> **DIRECTIVE**: Find the line containing "of the stainless". Reproduce it and every line after it up to the end of the records, exactly as written.

── GIVEN ENTRIES ──

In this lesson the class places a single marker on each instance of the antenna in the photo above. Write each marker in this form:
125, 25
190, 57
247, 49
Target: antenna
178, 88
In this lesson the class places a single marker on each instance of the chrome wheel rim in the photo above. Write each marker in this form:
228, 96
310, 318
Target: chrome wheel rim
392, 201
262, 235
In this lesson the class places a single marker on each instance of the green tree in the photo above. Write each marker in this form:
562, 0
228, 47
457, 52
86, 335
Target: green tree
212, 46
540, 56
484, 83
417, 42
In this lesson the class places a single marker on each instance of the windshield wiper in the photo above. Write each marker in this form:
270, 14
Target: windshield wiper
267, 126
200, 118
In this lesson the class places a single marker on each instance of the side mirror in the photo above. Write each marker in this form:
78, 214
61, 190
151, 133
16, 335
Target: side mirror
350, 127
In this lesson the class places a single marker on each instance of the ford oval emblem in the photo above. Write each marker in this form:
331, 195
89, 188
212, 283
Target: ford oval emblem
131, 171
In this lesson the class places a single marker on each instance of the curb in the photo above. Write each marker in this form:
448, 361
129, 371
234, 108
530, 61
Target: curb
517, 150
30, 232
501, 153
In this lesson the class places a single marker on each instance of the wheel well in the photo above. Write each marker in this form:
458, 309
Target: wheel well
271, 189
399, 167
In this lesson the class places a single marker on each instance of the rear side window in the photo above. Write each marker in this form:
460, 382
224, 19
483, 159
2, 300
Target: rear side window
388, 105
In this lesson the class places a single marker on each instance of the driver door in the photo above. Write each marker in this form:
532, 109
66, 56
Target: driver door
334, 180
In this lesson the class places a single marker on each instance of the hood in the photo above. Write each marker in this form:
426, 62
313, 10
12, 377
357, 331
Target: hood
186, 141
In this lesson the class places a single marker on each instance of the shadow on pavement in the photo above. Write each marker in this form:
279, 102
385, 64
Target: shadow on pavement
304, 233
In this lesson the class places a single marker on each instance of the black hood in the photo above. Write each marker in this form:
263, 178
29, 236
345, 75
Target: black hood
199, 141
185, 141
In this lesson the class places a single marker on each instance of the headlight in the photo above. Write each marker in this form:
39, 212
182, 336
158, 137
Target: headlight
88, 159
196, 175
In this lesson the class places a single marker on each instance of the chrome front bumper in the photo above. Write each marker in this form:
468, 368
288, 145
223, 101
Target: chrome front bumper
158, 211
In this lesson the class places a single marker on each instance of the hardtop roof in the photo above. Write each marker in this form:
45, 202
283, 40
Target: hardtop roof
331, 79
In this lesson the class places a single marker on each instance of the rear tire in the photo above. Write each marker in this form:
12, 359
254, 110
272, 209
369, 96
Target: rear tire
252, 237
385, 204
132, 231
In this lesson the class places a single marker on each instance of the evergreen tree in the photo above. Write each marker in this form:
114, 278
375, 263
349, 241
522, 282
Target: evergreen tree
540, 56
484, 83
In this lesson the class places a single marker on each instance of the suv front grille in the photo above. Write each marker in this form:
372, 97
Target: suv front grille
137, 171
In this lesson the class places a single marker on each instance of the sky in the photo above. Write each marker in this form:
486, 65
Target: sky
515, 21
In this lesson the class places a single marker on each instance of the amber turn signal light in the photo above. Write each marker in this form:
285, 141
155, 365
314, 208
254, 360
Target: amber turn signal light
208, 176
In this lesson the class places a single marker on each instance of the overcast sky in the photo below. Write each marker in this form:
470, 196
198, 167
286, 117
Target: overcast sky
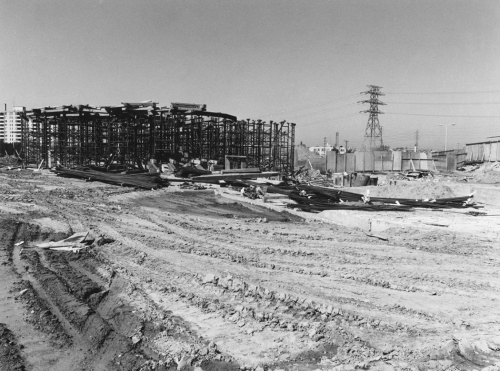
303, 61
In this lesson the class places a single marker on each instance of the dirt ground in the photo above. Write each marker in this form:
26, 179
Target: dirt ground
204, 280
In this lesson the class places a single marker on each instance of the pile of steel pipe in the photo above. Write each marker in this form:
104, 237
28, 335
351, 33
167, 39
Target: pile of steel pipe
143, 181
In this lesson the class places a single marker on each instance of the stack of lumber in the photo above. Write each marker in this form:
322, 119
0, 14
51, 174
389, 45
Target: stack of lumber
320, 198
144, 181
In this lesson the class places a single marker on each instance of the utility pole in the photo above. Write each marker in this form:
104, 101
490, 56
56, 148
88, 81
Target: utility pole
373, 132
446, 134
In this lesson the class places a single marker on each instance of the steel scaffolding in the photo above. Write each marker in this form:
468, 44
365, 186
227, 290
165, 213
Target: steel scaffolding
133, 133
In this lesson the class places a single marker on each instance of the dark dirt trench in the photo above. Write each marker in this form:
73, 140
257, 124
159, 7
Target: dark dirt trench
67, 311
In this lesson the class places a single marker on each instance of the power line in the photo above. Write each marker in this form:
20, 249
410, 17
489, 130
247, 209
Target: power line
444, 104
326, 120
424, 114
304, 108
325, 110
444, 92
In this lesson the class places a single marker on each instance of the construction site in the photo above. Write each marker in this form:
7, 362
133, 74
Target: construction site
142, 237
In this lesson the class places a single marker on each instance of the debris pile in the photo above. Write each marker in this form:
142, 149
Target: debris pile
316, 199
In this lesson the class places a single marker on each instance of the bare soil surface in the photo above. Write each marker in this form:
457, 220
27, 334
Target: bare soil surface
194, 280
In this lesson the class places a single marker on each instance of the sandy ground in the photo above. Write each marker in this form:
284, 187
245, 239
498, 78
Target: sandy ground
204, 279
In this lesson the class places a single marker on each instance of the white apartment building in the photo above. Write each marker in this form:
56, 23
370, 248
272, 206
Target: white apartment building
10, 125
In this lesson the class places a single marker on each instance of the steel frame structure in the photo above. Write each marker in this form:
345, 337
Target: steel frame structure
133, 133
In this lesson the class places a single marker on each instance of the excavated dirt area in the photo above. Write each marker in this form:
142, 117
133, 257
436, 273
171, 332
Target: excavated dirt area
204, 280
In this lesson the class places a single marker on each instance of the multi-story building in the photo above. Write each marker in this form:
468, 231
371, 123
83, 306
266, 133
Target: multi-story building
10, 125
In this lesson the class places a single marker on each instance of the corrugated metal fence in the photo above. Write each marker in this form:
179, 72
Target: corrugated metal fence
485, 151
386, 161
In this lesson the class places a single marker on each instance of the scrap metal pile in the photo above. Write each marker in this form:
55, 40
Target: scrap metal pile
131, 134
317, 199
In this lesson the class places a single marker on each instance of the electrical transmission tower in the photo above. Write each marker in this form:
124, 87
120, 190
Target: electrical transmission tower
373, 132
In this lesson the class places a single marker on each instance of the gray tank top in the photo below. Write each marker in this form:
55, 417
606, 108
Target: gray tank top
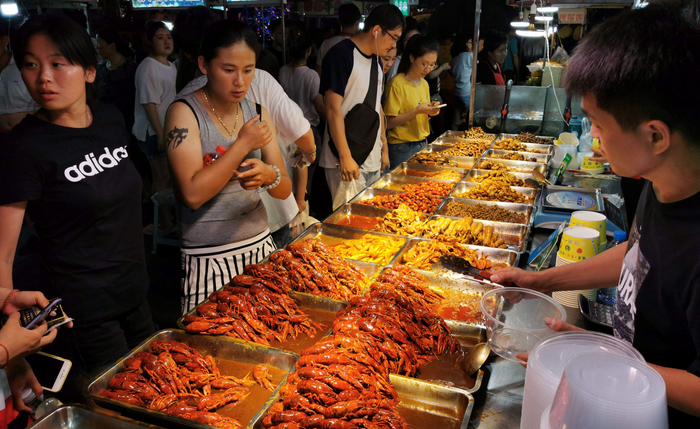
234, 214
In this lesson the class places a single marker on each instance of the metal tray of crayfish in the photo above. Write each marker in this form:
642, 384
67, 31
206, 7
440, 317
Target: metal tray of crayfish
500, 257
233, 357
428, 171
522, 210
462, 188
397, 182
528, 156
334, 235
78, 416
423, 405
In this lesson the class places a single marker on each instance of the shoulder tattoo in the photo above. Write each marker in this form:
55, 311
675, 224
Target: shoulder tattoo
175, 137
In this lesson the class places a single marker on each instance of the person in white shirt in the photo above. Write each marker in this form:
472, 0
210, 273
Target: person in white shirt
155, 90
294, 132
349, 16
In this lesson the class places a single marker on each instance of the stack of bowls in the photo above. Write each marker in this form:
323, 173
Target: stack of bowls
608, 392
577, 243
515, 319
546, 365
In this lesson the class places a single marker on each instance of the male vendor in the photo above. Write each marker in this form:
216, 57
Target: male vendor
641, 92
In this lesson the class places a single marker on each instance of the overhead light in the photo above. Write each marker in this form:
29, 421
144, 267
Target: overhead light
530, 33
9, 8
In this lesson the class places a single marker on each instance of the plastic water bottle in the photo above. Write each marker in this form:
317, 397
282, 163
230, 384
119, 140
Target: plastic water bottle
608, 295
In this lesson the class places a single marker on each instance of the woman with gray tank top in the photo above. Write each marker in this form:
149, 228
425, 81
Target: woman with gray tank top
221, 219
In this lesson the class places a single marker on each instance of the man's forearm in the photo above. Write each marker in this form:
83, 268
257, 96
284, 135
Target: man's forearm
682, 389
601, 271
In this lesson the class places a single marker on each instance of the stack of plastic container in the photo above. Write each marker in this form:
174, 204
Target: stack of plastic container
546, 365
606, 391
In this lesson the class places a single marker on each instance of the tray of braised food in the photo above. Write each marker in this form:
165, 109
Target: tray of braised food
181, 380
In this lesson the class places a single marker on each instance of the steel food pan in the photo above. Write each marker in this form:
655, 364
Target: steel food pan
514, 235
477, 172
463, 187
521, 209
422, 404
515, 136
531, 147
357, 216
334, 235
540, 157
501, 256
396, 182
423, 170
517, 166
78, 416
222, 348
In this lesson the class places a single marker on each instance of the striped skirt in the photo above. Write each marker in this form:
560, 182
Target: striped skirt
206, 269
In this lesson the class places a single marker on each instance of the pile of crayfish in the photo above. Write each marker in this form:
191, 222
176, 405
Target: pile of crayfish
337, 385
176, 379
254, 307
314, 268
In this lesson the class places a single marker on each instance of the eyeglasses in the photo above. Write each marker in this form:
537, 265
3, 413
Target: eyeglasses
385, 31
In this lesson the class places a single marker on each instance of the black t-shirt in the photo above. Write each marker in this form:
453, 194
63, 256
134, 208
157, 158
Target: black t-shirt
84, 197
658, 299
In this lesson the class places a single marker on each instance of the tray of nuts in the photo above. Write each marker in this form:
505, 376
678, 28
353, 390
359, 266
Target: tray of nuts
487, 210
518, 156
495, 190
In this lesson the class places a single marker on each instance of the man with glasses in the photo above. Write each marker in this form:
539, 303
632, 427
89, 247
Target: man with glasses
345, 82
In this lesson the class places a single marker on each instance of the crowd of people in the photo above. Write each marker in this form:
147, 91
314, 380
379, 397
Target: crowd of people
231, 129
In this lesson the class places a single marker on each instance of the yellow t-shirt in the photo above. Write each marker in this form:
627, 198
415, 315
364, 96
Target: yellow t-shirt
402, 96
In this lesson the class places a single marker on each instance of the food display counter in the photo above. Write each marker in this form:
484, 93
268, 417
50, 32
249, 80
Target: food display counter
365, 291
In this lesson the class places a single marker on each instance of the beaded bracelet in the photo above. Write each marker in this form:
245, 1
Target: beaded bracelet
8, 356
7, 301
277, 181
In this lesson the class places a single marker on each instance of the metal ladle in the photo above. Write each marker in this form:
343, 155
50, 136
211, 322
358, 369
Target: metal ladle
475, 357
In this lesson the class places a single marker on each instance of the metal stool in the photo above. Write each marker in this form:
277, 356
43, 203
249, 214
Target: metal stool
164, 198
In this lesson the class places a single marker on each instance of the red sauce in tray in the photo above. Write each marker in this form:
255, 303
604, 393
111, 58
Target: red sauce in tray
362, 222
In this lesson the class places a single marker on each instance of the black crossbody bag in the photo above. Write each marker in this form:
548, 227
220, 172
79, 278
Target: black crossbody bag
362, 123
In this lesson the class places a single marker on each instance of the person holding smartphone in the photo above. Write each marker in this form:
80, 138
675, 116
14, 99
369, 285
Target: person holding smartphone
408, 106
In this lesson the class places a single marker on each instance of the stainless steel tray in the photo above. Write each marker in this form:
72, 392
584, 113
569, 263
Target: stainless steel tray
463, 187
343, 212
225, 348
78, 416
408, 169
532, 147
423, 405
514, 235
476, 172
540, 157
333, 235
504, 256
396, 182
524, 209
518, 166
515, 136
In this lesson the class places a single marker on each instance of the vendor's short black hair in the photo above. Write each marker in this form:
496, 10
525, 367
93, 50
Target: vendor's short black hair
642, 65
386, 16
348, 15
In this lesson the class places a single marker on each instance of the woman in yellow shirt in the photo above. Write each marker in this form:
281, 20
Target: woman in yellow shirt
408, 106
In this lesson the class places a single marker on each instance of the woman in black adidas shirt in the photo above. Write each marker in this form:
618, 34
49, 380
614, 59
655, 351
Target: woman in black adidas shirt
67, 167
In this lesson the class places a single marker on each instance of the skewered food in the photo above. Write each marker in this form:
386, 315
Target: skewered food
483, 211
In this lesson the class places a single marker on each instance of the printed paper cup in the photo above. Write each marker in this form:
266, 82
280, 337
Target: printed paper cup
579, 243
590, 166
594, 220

───

> **RESULT**:
In this lesson the class places a single marker on each instance of the stainless steel tray in the photo above. Write each marker in this form:
72, 392
584, 113
569, 263
Target: stainless steel tray
463, 187
343, 212
225, 348
78, 416
408, 169
532, 147
423, 405
514, 235
476, 172
540, 157
333, 235
504, 256
396, 182
524, 209
518, 166
515, 136
In this lesson the class places a single marker on each instance of the vendor's short black hair in the photo above. Write each marker in this form:
496, 10
525, 367
93, 50
Target: vendor's short black hair
642, 65
386, 16
348, 15
In this lesson the class places a single marker on each instance of the woman in yellow shirt in the photo above. Write each marker in this form:
281, 20
Target: woman in yellow shirt
408, 106
In this lesson the class places a single marker on each instance of the woman in black adidas shirt in the photo above. Write each marker in this form:
618, 34
49, 380
614, 59
655, 351
Target: woman in black adidas shirt
67, 167
In this lesson the class places a single marker on each instance of the skewered food in the photo above. Write each marker in this form:
386, 315
Target: skewered food
483, 211
In this lesson the class places a single marker on each instance of the printed paper cup in the photo above. Write each marker in this form:
266, 82
280, 337
Target: printed paper cup
579, 243
590, 166
594, 220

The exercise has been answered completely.